- **YOUR INSTRUCTIONS**
Beneath this instruction is a listing; print exactly the lines in it starting at the line that contains "of the raised" and going through the line that contains "of the forehead".

- **THE DATA**
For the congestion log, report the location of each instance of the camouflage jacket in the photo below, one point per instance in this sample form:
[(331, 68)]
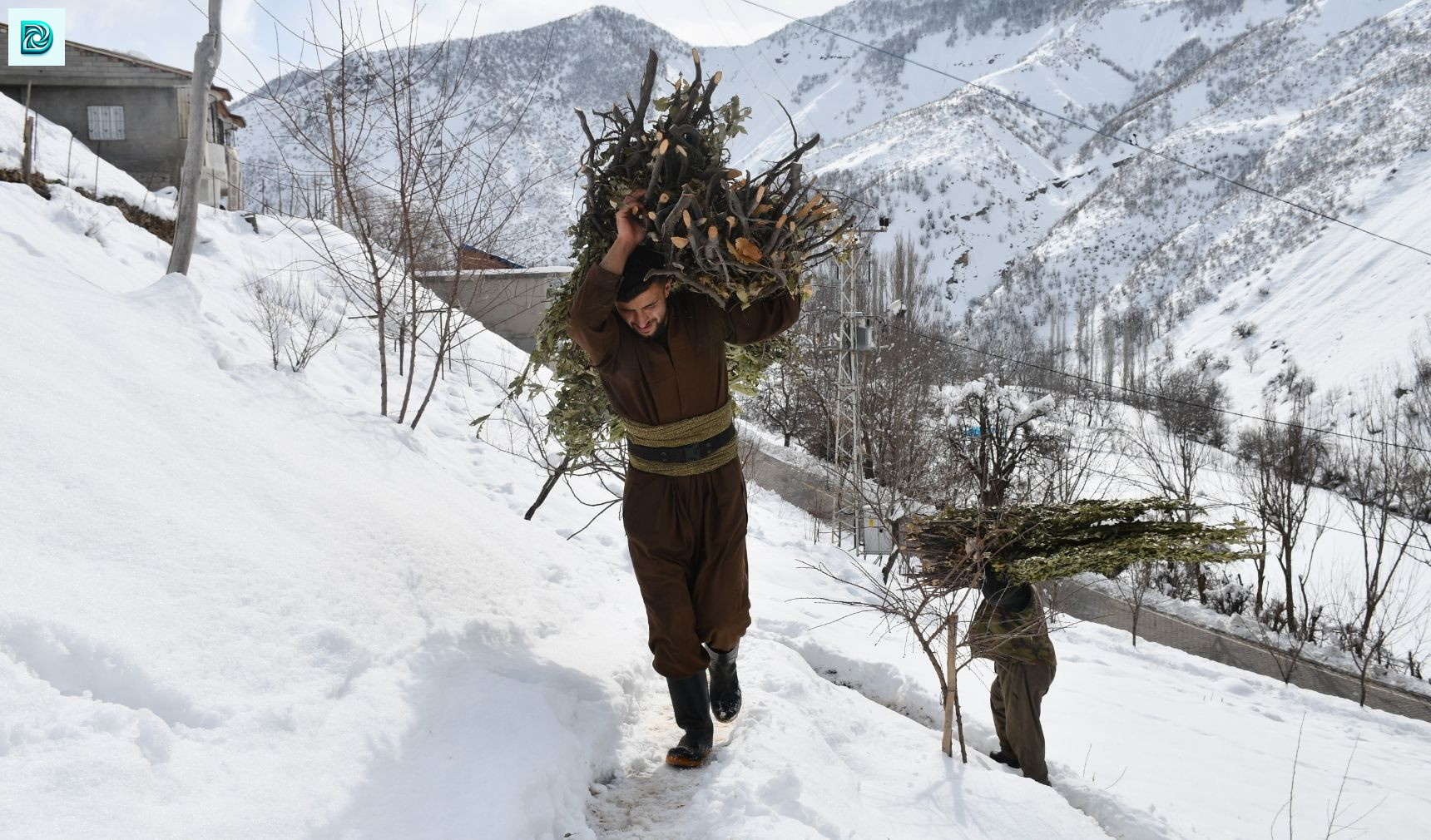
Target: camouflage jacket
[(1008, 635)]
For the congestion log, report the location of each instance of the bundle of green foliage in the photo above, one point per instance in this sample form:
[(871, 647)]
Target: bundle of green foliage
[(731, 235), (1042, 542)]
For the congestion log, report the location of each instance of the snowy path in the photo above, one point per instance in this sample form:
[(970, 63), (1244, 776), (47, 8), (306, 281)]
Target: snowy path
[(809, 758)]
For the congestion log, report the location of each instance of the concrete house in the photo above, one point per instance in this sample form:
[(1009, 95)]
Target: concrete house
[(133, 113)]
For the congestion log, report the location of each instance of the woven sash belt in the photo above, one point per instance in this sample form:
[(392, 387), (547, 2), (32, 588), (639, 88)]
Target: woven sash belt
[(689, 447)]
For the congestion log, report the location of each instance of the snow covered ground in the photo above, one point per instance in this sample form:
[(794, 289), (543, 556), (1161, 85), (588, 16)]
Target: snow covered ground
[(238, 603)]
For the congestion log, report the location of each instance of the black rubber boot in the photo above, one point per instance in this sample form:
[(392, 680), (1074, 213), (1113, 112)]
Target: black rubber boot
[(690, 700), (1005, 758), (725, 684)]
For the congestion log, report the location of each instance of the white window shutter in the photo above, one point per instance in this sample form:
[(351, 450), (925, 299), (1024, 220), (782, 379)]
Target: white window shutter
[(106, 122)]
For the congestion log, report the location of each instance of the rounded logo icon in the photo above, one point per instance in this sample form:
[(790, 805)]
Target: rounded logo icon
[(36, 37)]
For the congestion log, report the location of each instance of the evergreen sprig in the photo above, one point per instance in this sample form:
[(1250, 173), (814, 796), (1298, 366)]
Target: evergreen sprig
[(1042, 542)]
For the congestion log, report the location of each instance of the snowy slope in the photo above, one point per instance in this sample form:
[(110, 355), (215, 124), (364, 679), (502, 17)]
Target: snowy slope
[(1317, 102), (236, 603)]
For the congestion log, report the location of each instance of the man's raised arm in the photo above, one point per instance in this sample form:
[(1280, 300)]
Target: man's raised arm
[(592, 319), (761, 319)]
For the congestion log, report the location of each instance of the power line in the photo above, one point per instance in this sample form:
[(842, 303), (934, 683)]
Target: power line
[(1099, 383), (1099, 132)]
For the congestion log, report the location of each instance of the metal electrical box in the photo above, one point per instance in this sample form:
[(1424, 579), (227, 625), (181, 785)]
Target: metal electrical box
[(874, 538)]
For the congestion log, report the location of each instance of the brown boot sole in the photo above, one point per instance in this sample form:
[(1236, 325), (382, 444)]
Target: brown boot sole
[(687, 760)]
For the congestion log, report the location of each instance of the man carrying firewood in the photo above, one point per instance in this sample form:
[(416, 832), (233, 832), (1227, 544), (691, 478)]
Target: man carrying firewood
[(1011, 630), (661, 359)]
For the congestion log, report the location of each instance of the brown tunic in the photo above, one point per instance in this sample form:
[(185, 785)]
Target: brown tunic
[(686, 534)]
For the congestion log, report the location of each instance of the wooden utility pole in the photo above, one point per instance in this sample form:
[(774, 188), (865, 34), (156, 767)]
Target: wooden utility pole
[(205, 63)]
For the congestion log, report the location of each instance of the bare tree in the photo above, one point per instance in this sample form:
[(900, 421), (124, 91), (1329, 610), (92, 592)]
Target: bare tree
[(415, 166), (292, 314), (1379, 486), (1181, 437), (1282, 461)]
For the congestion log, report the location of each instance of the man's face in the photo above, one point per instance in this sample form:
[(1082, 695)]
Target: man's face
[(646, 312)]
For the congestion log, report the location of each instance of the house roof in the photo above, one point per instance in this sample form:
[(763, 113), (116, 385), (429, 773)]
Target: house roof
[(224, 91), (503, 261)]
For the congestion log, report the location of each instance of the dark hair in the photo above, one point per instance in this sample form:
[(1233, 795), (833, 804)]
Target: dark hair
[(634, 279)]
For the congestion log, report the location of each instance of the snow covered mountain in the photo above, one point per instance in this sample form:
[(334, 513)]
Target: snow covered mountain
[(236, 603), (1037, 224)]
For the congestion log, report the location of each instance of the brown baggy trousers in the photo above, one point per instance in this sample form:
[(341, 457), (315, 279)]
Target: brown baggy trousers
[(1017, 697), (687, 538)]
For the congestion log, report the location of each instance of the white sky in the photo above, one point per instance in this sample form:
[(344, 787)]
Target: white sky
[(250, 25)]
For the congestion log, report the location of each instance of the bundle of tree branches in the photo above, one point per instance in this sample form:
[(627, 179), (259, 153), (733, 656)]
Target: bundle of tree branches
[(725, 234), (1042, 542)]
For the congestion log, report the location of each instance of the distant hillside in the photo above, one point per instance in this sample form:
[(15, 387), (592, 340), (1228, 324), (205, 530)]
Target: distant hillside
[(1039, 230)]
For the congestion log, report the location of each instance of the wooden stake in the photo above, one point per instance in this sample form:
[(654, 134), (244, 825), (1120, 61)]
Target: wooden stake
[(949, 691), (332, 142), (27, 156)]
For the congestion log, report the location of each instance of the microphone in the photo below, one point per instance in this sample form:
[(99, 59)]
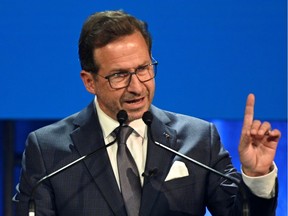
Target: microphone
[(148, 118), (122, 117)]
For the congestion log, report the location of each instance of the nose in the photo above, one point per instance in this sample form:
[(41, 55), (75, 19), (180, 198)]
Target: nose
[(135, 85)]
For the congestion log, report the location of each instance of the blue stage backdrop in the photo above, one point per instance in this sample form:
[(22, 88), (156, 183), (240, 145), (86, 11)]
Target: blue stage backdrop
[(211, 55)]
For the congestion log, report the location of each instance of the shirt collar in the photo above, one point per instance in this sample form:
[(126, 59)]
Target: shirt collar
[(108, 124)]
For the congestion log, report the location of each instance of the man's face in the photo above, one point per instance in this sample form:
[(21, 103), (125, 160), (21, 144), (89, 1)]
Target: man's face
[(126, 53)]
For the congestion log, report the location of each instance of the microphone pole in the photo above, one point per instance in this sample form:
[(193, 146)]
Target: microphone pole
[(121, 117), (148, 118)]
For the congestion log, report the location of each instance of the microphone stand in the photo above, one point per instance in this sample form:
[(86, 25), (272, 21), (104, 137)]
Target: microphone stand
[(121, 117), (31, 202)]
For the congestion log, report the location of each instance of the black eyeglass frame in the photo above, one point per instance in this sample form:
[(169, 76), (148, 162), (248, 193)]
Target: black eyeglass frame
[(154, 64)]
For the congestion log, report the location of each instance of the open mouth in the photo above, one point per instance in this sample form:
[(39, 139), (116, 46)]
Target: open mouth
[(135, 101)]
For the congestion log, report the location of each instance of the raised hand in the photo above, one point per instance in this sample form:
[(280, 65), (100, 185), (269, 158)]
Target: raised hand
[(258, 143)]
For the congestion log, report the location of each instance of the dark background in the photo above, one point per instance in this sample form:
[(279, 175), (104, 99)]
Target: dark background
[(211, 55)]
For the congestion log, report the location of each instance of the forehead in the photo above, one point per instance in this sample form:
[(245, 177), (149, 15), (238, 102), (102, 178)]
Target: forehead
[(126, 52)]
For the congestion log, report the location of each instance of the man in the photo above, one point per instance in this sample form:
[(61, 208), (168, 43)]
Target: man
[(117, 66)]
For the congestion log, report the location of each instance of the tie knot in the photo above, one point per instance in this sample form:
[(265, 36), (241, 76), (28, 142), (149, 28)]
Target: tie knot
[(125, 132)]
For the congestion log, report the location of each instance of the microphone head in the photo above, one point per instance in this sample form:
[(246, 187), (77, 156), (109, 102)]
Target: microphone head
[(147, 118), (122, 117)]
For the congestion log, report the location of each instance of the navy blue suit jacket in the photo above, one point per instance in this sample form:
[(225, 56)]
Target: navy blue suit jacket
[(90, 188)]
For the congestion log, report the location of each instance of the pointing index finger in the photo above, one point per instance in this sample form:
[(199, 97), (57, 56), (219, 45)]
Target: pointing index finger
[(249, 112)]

--

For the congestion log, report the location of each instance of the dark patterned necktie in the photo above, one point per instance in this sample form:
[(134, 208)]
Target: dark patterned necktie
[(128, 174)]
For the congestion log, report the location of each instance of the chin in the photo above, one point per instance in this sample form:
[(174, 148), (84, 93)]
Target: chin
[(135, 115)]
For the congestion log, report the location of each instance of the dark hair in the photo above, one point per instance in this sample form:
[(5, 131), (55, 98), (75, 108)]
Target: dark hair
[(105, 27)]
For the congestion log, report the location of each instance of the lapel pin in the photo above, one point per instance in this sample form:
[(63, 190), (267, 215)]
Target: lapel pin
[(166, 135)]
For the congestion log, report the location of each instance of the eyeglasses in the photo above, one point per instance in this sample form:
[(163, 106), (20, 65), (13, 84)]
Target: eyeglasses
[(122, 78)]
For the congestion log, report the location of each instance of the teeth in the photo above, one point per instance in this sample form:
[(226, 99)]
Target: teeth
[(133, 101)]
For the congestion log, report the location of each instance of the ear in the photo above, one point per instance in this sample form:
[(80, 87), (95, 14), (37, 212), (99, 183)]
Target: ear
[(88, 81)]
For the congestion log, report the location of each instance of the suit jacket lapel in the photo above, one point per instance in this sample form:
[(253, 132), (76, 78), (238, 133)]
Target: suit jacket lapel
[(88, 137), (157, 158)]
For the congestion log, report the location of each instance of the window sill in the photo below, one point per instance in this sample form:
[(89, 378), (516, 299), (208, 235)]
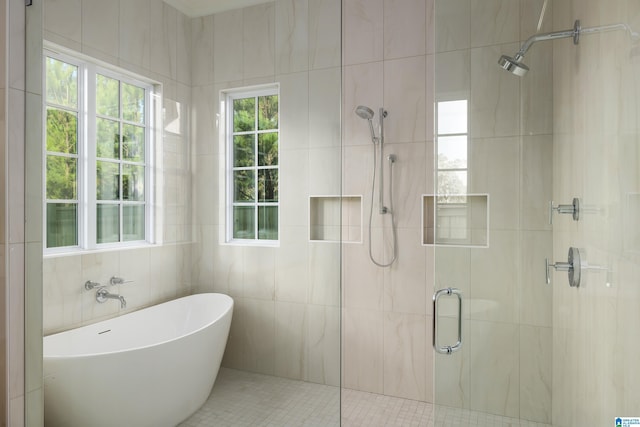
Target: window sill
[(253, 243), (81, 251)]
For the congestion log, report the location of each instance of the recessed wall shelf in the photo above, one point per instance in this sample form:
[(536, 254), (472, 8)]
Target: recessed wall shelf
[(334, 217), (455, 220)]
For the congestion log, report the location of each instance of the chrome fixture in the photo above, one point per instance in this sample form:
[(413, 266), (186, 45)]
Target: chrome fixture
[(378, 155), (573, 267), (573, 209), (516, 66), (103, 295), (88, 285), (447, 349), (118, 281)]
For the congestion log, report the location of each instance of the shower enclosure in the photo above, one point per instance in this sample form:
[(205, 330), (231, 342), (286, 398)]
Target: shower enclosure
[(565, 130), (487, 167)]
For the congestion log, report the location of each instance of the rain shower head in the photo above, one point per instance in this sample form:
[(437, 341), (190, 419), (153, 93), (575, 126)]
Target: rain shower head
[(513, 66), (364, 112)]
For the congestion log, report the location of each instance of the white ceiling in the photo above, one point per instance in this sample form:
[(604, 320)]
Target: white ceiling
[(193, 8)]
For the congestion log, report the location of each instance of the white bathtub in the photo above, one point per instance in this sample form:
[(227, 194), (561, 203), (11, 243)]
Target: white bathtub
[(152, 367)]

- **RESPONSE FOR THIS EXERCISE**
For the congestion log, report the location of each instance of the raised hand in the photo above, one point per instance in this sample form:
[(280, 65), (100, 185), (269, 158)]
Target: raised hand
[(258, 143)]
For the congestion log, report the location of each instance of the dark background in the photo above, one point per instance in this sample form:
[(279, 175), (104, 99)]
Target: dark background
[(211, 55)]
For the congestion log, report the location of each instance of the forehead in the photo above, one point per instance in this sample form:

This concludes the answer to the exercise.